• SELECTED PASSAGE:
□ □ □ □

Studio album by Dan Fogelberg
- Released: May 1977
- Studio: Caribou Ranch, Nederland, Colorado; The Record Plant, Los Angeles and Sausalito; Quadraphonic Sound, Nashville; North Star, Boulder, Colorado
- Genre: Soft rock
- Length: 43:59
- Label: Full Moon/Epic
- Producer: Dan Fogelberg, Norbert Putnam

Dan Fogelberg chronology
| Captured Angel (1975) | Nether Lands (1977) | Twin Sons of Different Mothers (1978) |

Singles from Nether Lands
- "Love Gone By" Released: 1977; "Nether Lands" Released: 1977;

= Nether Lands =

Nether Lands is the fourth album by American singer-songwriter Dan Fogelberg, released in 1977. The album title is a play on Nederland, Colorado, the location of one of the studios used to record the album.

□ □ □ □

• LIST OF TASKS:
(a) Reproduce word for word the stretch of the Nether Lands album text from "Singles from Nether" through "record the album.".
(b) Carry on the text about the Nether Lands album from its last sentence.

• DATA EXCERPTS:

□ □ □ □

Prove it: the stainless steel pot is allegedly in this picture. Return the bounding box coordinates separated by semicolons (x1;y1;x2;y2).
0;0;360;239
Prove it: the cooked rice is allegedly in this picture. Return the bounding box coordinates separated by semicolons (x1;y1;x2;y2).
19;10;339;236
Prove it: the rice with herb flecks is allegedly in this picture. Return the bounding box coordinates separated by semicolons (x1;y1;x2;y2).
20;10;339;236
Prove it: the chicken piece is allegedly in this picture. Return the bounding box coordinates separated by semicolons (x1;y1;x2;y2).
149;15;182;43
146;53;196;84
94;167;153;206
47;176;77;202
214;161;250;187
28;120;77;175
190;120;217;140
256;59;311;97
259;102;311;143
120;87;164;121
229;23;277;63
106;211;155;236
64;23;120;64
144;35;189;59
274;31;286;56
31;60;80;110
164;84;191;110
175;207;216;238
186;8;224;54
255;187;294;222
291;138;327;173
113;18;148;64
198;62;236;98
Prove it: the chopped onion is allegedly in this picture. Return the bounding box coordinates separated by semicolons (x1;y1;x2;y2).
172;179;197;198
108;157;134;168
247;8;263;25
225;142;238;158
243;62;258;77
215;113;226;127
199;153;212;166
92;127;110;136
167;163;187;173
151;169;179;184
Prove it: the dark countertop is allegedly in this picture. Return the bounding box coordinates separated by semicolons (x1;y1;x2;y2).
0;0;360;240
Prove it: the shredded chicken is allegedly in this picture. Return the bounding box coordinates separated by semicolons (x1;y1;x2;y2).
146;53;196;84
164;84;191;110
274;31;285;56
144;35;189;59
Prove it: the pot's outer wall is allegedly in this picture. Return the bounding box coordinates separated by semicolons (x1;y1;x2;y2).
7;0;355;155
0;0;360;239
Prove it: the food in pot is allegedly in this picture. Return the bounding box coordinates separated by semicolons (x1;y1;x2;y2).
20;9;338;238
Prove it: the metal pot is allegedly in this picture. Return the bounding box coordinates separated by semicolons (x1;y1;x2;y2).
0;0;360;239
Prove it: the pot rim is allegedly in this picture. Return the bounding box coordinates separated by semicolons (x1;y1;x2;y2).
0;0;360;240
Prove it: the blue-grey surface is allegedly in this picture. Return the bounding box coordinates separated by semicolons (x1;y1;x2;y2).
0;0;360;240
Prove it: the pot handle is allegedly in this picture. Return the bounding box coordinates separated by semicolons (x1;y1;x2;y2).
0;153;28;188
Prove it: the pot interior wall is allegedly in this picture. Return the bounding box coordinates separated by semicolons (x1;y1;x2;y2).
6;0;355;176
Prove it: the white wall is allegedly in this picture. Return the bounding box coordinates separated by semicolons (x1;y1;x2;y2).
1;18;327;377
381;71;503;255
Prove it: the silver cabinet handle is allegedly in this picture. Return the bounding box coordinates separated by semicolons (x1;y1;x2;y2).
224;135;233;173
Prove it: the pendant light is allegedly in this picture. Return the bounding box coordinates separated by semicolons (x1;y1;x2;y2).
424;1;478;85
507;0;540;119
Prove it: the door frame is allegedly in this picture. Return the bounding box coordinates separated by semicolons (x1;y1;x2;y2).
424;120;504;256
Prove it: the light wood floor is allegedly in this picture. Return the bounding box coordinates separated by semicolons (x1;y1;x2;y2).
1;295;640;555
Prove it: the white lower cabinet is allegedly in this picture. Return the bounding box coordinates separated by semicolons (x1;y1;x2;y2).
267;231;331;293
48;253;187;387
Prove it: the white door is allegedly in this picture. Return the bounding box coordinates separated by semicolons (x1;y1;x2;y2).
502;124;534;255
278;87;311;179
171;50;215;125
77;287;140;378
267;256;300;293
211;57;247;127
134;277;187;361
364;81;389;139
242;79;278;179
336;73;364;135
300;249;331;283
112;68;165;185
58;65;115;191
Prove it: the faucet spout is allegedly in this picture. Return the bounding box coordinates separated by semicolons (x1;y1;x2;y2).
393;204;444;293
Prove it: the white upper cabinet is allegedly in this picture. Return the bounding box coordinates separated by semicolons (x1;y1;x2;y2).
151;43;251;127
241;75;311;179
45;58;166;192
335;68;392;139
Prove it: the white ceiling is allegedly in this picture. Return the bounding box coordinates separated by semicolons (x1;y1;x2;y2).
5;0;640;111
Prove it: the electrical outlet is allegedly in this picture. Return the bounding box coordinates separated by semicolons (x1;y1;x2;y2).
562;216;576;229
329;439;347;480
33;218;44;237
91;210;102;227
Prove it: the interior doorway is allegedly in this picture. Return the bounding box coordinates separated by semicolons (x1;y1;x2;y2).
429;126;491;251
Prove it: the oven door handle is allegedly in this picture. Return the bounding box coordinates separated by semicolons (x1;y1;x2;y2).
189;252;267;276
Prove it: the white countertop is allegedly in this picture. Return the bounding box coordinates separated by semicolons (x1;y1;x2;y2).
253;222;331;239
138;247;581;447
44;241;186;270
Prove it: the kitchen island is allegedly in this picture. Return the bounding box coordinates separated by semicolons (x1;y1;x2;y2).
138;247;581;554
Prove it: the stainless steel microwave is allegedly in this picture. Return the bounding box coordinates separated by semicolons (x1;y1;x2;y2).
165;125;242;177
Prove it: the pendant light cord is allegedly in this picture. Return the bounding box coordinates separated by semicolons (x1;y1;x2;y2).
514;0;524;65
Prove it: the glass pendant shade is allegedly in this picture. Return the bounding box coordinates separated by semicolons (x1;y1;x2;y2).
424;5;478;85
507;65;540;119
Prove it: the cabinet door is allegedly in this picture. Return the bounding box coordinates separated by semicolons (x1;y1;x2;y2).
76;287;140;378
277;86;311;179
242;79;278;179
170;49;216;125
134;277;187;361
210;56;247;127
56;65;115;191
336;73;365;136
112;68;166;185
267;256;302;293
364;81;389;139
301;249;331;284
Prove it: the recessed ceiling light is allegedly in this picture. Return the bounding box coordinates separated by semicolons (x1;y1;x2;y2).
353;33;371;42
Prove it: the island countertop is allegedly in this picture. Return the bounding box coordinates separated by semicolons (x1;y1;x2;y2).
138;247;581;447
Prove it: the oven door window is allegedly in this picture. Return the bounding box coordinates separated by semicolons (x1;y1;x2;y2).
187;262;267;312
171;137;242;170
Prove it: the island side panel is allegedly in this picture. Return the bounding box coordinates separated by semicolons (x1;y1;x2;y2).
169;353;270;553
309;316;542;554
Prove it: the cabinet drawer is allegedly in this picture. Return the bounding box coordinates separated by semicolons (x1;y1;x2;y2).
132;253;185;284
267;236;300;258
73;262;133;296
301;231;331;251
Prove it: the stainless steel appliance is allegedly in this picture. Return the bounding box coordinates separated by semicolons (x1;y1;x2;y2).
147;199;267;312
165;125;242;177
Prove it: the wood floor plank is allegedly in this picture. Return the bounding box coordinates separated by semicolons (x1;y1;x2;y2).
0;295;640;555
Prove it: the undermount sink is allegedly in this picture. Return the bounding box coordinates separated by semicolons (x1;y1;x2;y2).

□ □ □ □

• SET OF ANSWERS:
(a)
Singles from Nether Lands
- "Love Gone By" Released: 1977; "Nether Lands" Released: 1977;

= Nether Lands =

Nether Lands is the fourth album by American singer-songwriter Dan Fogelberg, released in 1977. The album title is a play on Nederland, Colorado, the location of one of the studios used to record the album.

(b)
Professional ratings
Review scores
| Source | Rating |
| AllMusic | Star Half star |
| The Rolling Stone Album Guide | Star |

==Track listing==
All songs written by Dan Fogelberg.
1. "Nether Lands" – 5:32
2. "Once Upon a Time" – 3:38
3. "Dancing Shoes" – 3:28
4. "Lessons Learned" – 4:52
5. "Loose Ends" – 5:23
6. "Love Gone By" – 3:04
7. "Promises Made" – 3:18
8. "Give Me Some Time" – 3:20
9. "Scarecrow's Dream" – 4:10
10. "Sketches" – 3:32
11. "False Faces" – 4:52

==Personnel==
- Dan Fogelberg – vocals, electric and acoustic pianos, ARP synthesizer, electric and acoustic guitars, orchestral arrangement (1), finger cymbals (3), pipe organ (5), organ (6), sleigh bells and harpsichord (9)
- Kenneth A. Buttrey – drums (2, 6–8, 11), percussion (8)
- Dominic Frontiere – orchestral arrangements and conductor (1, 11), arrangement (10)
- Don Henley – harmony vocals (2, 5, 6)
- Russ Kunkel – drums and congas (4)
- Joe Lala – congas (6)
- Frank Marocco – accordion (3)
- Norbert Putnam – bass guitar, string quartet arrangement (3)
- JD Souther – harmony vocals (5), backing vocals (11)
- John Stronach – maracas and tambourine (7)
- Joe Vitale – drums (5)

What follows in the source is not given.